• Exercise instructions:
Quote the material below word for word, beginning at its first line and stopping after the line that contains "133], [636, 299]]"; include both of those lines. Leave the pictures out of your answer.
══ Exercise input
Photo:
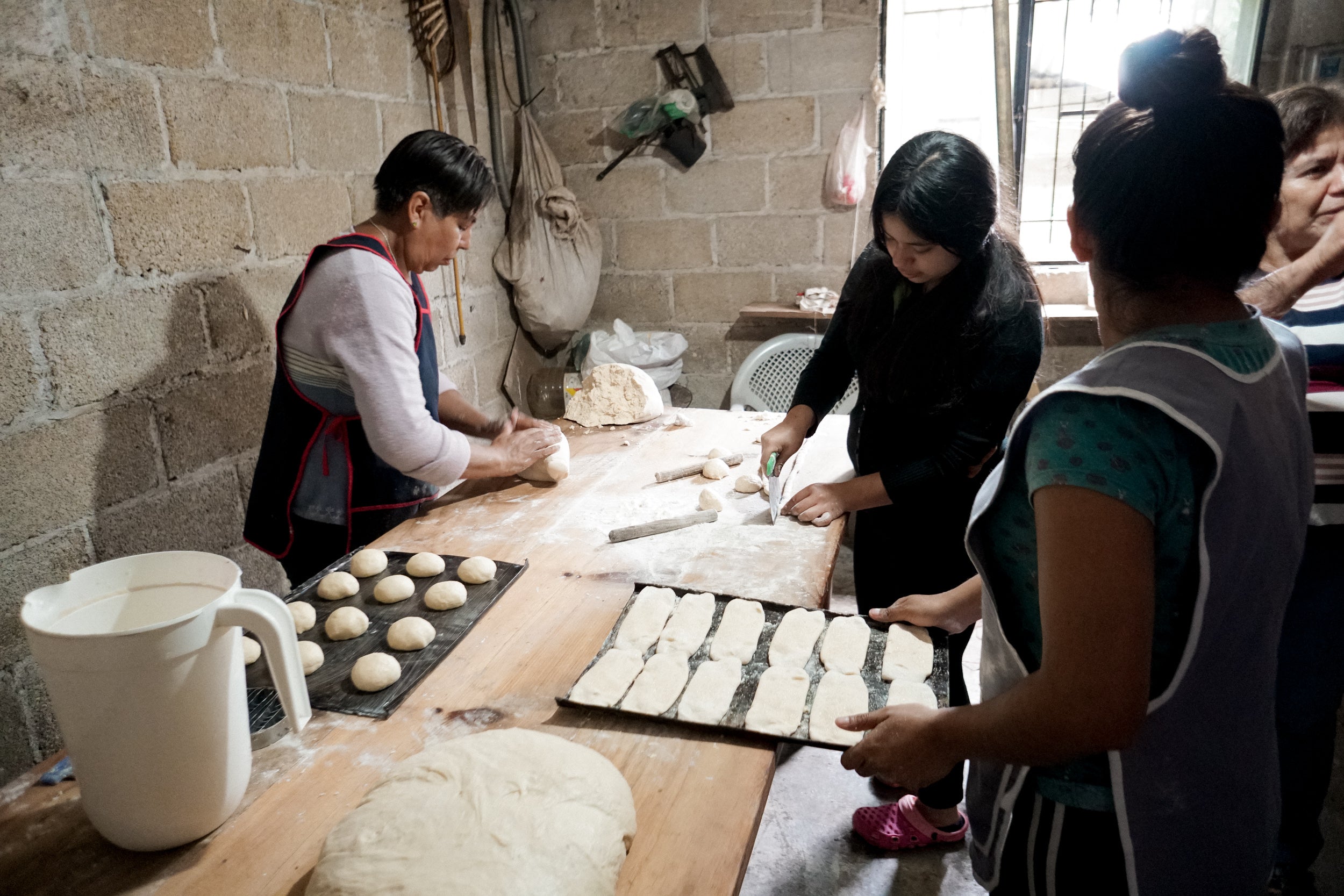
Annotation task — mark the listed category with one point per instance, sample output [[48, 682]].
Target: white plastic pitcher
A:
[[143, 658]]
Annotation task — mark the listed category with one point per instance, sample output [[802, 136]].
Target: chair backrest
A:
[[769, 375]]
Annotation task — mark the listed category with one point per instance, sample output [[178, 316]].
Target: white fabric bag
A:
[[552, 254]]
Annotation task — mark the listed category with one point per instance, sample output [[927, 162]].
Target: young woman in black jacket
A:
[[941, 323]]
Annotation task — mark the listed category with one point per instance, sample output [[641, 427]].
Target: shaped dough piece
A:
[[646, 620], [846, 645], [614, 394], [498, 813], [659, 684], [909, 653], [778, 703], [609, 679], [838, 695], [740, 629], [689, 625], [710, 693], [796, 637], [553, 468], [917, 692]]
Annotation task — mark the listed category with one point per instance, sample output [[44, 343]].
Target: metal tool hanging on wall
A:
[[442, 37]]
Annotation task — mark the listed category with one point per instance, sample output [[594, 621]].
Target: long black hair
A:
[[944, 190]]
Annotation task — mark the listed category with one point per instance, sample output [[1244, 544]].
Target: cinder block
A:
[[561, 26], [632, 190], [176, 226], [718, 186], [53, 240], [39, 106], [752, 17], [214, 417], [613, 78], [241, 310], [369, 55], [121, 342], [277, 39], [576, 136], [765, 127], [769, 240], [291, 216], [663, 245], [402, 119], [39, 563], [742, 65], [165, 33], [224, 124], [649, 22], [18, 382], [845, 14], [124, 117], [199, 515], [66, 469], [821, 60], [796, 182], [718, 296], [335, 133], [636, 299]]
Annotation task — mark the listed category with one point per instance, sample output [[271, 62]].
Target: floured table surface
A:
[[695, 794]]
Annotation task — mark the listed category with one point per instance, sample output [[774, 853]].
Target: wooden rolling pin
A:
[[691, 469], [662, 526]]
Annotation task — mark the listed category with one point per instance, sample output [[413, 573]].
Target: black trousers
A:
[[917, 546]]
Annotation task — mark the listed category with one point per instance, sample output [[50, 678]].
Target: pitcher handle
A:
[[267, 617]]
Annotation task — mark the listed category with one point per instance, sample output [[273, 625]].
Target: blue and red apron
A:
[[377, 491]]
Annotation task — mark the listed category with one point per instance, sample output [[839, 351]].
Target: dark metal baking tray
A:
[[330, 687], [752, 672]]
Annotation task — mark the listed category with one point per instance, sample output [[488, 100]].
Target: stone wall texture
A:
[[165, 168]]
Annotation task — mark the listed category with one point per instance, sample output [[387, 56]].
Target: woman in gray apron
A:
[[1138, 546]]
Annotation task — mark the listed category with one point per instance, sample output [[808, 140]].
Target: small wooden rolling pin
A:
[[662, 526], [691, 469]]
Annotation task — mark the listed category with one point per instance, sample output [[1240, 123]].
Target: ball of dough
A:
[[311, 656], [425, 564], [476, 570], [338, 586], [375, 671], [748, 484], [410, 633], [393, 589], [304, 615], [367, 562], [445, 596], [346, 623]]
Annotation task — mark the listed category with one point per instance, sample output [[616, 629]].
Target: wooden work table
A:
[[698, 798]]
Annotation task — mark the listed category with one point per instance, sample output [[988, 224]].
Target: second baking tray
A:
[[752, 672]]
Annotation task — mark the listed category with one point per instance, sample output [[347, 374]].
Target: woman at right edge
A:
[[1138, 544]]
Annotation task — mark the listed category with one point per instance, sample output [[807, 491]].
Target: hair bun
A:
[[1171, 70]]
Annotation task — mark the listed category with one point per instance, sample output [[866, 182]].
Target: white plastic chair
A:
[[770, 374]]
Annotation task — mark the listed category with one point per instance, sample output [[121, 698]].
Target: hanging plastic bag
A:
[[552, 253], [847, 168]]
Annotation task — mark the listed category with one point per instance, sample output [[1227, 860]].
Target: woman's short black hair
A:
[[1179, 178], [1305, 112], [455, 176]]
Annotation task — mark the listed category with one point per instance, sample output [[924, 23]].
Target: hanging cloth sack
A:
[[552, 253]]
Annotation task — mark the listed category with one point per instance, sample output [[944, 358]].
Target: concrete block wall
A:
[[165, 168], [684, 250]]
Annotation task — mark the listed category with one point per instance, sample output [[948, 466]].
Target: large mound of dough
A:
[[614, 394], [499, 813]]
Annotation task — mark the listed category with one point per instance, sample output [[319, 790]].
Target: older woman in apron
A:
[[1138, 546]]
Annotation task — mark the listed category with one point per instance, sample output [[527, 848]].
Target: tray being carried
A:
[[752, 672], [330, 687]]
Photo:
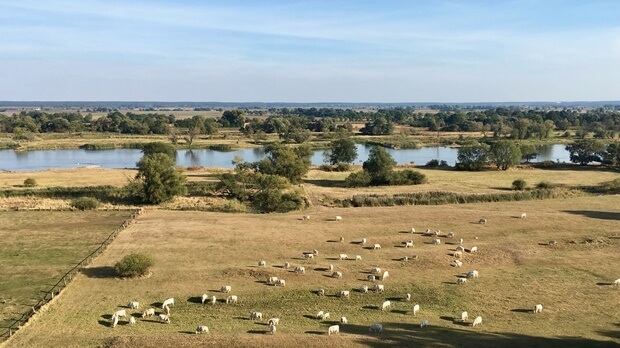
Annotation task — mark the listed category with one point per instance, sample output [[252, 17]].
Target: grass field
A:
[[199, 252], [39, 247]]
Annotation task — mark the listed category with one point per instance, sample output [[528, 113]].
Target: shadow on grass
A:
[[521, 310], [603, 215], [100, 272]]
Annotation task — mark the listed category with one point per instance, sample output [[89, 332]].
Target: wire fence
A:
════
• Result of the exercise:
Photo:
Annotation task — mark the listed category with one point per instance, sample output [[48, 682]].
Target: white plastic pitcher
A:
[[143, 658]]
Annotation task — mark the listed category with one point per instance, sample output [[802, 136]].
Target: chair backrest
A:
[[769, 375]]
Annotation task — mark the listed category with one point per instance, sample output [[178, 316]].
Target: white fabric bag
A:
[[552, 254]]
Annotation task — mark the listed category with one point per instance, sample output [[927, 162]].
Target: young woman in black jacket
A:
[[941, 323]]
Annotation task — mark the listed category with one point per instance, sample output [[641, 427]].
Target: shaped dough piece
A:
[[646, 620], [846, 645], [614, 394], [498, 813], [659, 684], [909, 653], [778, 703], [609, 679], [838, 695], [740, 629], [689, 625], [710, 693], [796, 637], [553, 468], [917, 692]]
Annotation task — mark the listed category with one point per instance, sample output [[44, 343]].
Target: metal tool hanging on wall
A:
[[442, 37]]
Annotation task — mark the listed category with one point per instance, sample output [[594, 621]].
Target: long black hair
A:
[[944, 190]]
Annotation task — mark the listed category with one point per instance, sample output [[1244, 544]].
Target: cinder block
A:
[[561, 26], [632, 190], [176, 226], [718, 186], [53, 240], [39, 106], [752, 17], [214, 417], [613, 78], [241, 310], [369, 55], [121, 342], [277, 39], [576, 136], [765, 127], [769, 240], [291, 216], [663, 245], [402, 119], [39, 563], [742, 65], [165, 33], [224, 124], [649, 22], [18, 382], [845, 14], [124, 117], [199, 515], [66, 469], [821, 60], [796, 182], [718, 296], [335, 133], [636, 299]]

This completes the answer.